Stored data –
===
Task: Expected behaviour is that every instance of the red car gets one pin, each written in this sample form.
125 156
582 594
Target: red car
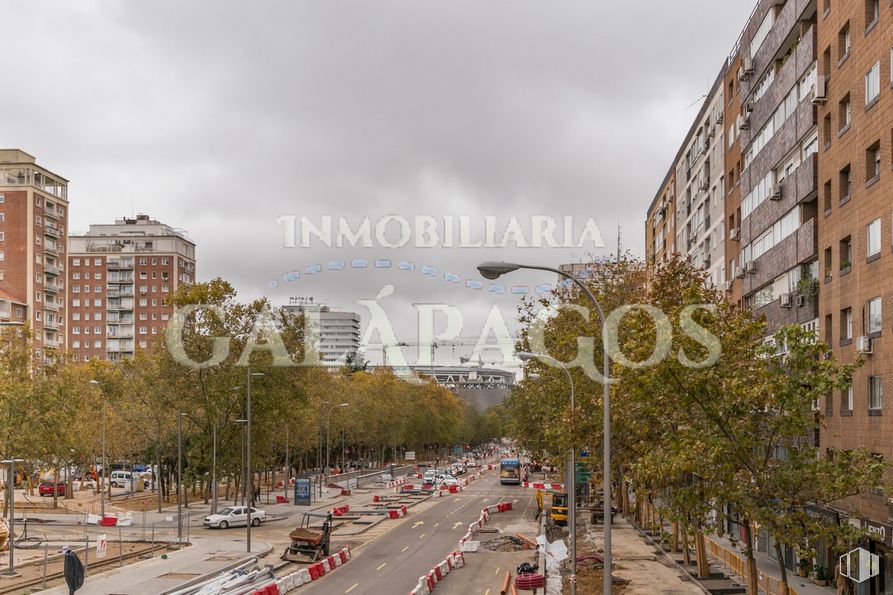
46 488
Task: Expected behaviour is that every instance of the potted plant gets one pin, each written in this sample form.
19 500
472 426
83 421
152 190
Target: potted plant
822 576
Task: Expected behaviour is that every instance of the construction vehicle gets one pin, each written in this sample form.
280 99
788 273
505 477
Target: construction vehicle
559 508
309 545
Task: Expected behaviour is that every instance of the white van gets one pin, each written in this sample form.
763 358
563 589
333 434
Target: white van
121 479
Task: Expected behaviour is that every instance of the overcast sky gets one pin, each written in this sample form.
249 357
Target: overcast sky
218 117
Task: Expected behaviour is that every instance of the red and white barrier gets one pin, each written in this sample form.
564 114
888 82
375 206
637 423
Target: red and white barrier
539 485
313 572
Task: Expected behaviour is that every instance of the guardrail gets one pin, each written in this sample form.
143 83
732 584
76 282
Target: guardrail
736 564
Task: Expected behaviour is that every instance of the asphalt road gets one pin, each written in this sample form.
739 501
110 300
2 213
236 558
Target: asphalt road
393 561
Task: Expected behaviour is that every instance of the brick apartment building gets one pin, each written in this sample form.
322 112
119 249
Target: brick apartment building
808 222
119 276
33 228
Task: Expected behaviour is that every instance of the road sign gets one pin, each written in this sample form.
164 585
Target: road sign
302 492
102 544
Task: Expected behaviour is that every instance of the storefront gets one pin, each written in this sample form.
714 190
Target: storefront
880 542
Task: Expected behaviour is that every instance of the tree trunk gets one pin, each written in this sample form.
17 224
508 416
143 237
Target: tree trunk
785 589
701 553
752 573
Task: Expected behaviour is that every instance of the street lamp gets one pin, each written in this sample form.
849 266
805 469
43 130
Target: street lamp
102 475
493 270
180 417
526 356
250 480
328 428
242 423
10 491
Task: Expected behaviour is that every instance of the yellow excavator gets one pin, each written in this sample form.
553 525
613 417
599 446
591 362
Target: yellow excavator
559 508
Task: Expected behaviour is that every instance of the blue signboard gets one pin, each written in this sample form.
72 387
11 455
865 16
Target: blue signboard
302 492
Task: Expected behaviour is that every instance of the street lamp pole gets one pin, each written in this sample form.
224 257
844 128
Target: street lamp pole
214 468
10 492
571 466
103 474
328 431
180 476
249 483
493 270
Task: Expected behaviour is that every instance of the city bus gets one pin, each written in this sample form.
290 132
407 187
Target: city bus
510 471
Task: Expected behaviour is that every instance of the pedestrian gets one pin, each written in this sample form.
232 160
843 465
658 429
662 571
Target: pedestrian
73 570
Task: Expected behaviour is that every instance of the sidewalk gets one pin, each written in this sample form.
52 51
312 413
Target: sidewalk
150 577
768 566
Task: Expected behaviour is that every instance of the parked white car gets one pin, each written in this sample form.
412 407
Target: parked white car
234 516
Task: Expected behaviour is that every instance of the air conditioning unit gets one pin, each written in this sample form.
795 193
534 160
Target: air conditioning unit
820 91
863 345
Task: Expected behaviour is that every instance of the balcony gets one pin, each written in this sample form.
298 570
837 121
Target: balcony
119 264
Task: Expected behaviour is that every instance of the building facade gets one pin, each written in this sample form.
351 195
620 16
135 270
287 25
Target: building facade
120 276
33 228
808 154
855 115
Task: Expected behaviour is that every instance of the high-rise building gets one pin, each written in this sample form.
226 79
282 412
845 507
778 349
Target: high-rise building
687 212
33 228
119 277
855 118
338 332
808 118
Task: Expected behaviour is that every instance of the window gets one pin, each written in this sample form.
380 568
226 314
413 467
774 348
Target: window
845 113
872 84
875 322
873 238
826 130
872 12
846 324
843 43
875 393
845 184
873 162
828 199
===
Try it – In your copy, every entry above must match word for word, and no picture may appear.

Output of the exercise –
Task: Expected behaviour is that every instance of the red car gets one pin, each written in this sample form.
125 156
582 594
Target: red car
46 488
Task: Expected behaviour is that every instance of the potted plant gets one pin, each written in this sample form.
19 500
472 426
83 421
152 190
Target: potted plant
822 576
Task: Expected behaviour is that every instance of the construction vehicle gets one pin, each written in this sample form.
280 99
788 273
505 477
Target: construction vehicle
559 508
309 545
Task: Expected behaviour is that every instance of the white van gets one pin, each written in this sample form.
763 358
563 589
333 434
Target: white van
121 479
Task: Expected behaviour is that every instance of the overcast sky gets one pin, each written in this sample form.
249 357
Target: overcast sky
218 117
Task: Expected behaviour is that every instance of the red and white barrier gets one pin, each written in this sample form.
564 114
888 82
375 206
637 423
Target: red and white barrier
539 485
313 572
Task: Expected behaviour is that every instance of the guardrail gets one pin, each written in this sample form.
143 83
732 584
76 282
Target: guardrail
736 564
Task: Expected behaviour is that every instance of the asphalt road gets one pin, each written in this sample form.
739 501
110 300
2 213
236 558
Target: asphalt road
393 561
Task: Expected behaviour is that every instance of the brick apartment building gets one pin, each written in this sample form.
322 112
119 249
Target: brick apartment building
808 222
119 276
33 228
Task: Expected behaviour is that every instance of the road sign gets one pin, each written in this sample form.
164 585
Target: road sign
302 492
102 544
Task: Expected behaviour is that every instance of the storefront gets one pin, each written in this sample form.
714 190
Target: storefront
880 542
Task: Expected behaviour is that every instance of the tree trunk gets one pin, each written in this sample form.
17 224
508 416
143 237
Target: tree trunk
785 589
701 553
752 573
Task: Expected behaviour is that every instance of the street lamp gets one pin, each written in this sample form.
849 266
805 469
43 130
Target: street lamp
102 475
493 270
180 417
526 356
250 480
328 428
242 423
10 491
Task: Expected behaviour is that every instance of the yellow excavator gets one pin, each written in this sample form.
553 525
613 417
599 446
591 362
Target: yellow excavator
559 508
Task: Expected behaviour is that every instance of the blue signboard gets one pin, each written in this sample form.
72 387
11 455
865 16
Target: blue signboard
302 492
Task: Expected behaviour is that every instance of the street lamp pole gets one pin, each written in this sample form.
224 257
844 128
Target: street lamp pole
214 468
10 492
571 466
103 474
328 431
180 476
249 483
493 270
Task: Expected behaviour is that every instance of the city bus gets one pin, each written in this sample form.
290 132
407 187
Target: city bus
510 471
Task: Expected behaviour is that every instance of the pedestrian gets one pin, each written in this sample form.
232 160
843 465
658 429
662 571
Target: pedestrian
73 570
Task: Expected behaviour is that every instance of the sidewalk gets one pin, each written in this sample form.
52 51
312 413
Target: sidewalk
150 577
768 566
Task: Expected behaviour is that every instance of the parked white car gets one pin, each written in this sample form.
412 407
Target: parked white car
234 516
Task: Expected behaviour is that every instance of the air conditioning unit gets one pin, each written in this sample form.
795 193
534 160
Target: air conditioning unit
820 91
863 345
Task: Expected behaviour is that every instance of the balcony gets one pin, each written in this sample form.
298 570
837 121
Target: balcony
119 264
Task: Expected behaviour is that every instance of the building facade gets one pin, each written in this sample form.
351 195
620 16
135 270
287 25
Target: building facade
120 276
33 228
808 154
855 115
Task: Expected behaviour is that every instance of the high-rise building gets one pin, each written in this sample form.
226 79
282 412
845 507
778 349
Target: high-rise building
687 212
33 228
119 277
855 118
338 332
808 118
Task: Expected behaviour is that every instance of the window gets one pin, each written in this sample form.
380 568
226 314
413 467
774 348
Target: window
845 113
872 84
875 322
873 238
826 130
872 12
846 324
843 43
875 393
845 184
873 162
828 199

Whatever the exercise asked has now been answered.